_GIVEN INFORMATION_
──────────────────────────────
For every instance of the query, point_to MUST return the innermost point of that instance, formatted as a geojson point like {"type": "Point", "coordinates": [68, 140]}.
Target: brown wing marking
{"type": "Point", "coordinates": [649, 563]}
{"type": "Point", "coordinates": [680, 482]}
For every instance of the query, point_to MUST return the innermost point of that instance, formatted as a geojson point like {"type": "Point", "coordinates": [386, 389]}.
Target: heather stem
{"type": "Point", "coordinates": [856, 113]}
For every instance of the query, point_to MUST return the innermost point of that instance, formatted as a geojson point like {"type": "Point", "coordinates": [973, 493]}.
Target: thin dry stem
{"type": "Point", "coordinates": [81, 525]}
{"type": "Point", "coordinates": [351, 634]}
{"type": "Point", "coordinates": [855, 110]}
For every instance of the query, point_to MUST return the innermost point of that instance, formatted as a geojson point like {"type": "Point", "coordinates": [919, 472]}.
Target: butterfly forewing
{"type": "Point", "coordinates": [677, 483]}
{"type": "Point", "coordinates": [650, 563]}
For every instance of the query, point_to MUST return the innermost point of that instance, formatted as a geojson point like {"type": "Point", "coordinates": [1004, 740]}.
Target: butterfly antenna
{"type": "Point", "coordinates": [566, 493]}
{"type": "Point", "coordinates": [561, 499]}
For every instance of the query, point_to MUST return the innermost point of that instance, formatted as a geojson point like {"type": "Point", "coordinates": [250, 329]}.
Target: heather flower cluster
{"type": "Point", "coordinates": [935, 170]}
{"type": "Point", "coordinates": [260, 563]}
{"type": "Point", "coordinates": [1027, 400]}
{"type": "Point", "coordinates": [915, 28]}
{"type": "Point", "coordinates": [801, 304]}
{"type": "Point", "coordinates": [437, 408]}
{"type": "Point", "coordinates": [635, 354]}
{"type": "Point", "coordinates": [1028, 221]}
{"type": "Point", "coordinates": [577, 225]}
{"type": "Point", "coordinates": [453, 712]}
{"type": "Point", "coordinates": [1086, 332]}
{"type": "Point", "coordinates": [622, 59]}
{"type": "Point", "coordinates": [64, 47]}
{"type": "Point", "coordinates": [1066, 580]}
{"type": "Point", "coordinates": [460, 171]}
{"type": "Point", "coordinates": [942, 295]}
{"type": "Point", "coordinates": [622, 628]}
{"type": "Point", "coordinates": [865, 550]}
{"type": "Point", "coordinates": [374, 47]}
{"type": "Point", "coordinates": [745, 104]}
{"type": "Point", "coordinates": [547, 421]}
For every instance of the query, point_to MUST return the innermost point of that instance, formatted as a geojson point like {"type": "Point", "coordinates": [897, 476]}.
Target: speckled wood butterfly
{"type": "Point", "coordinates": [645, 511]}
──────────────────────────────
_WHAT YOU HAVE TO DO_
Extract the complete listing above, reproducing each line exactly.

_SOLUTION_
For every instance of the query, point_to MUST return the innermost point of that instance, formatted as a geojson point like {"type": "Point", "coordinates": [68, 140]}.
Target: brown wing marking
{"type": "Point", "coordinates": [649, 563]}
{"type": "Point", "coordinates": [680, 482]}
For every instance of the query, point_to MUST return the innermost point of that instance, formatted as a geojson point like {"type": "Point", "coordinates": [386, 389]}.
Target: heather stem
{"type": "Point", "coordinates": [856, 113]}
For every instance of the query, point_to MUST return the innermost point of that instance, formatted as a geojson point like {"type": "Point", "coordinates": [973, 493]}.
Target: thin dry stem
{"type": "Point", "coordinates": [81, 525]}
{"type": "Point", "coordinates": [351, 634]}
{"type": "Point", "coordinates": [855, 110]}
For every instance of the query, point_to MUST return the innermost point of that instance, formatted as a geojson point like {"type": "Point", "coordinates": [919, 472]}.
Target: butterfly forewing
{"type": "Point", "coordinates": [677, 483]}
{"type": "Point", "coordinates": [650, 563]}
For every instance of the query, point_to MUST return the innermost point of that instance, formatted as a geojson point like {"type": "Point", "coordinates": [1004, 740]}.
Target: butterfly antenna
{"type": "Point", "coordinates": [566, 493]}
{"type": "Point", "coordinates": [561, 499]}
For every instance of the query, point_to MUST return the innermost point of that instance, formatted as a geojson point like {"type": "Point", "coordinates": [250, 329]}.
Target: heather flower cluster
{"type": "Point", "coordinates": [935, 170]}
{"type": "Point", "coordinates": [260, 563]}
{"type": "Point", "coordinates": [1027, 400]}
{"type": "Point", "coordinates": [915, 28]}
{"type": "Point", "coordinates": [801, 304]}
{"type": "Point", "coordinates": [437, 408]}
{"type": "Point", "coordinates": [635, 354]}
{"type": "Point", "coordinates": [1028, 221]}
{"type": "Point", "coordinates": [577, 225]}
{"type": "Point", "coordinates": [453, 712]}
{"type": "Point", "coordinates": [1086, 332]}
{"type": "Point", "coordinates": [622, 59]}
{"type": "Point", "coordinates": [64, 47]}
{"type": "Point", "coordinates": [1066, 580]}
{"type": "Point", "coordinates": [460, 171]}
{"type": "Point", "coordinates": [942, 295]}
{"type": "Point", "coordinates": [622, 628]}
{"type": "Point", "coordinates": [865, 550]}
{"type": "Point", "coordinates": [374, 47]}
{"type": "Point", "coordinates": [745, 104]}
{"type": "Point", "coordinates": [547, 421]}
For every instance of the query, point_to MUST return the innermost point of that instance, formatted as a geojson point like {"type": "Point", "coordinates": [897, 476]}.
Target: speckled wood butterfly
{"type": "Point", "coordinates": [645, 511]}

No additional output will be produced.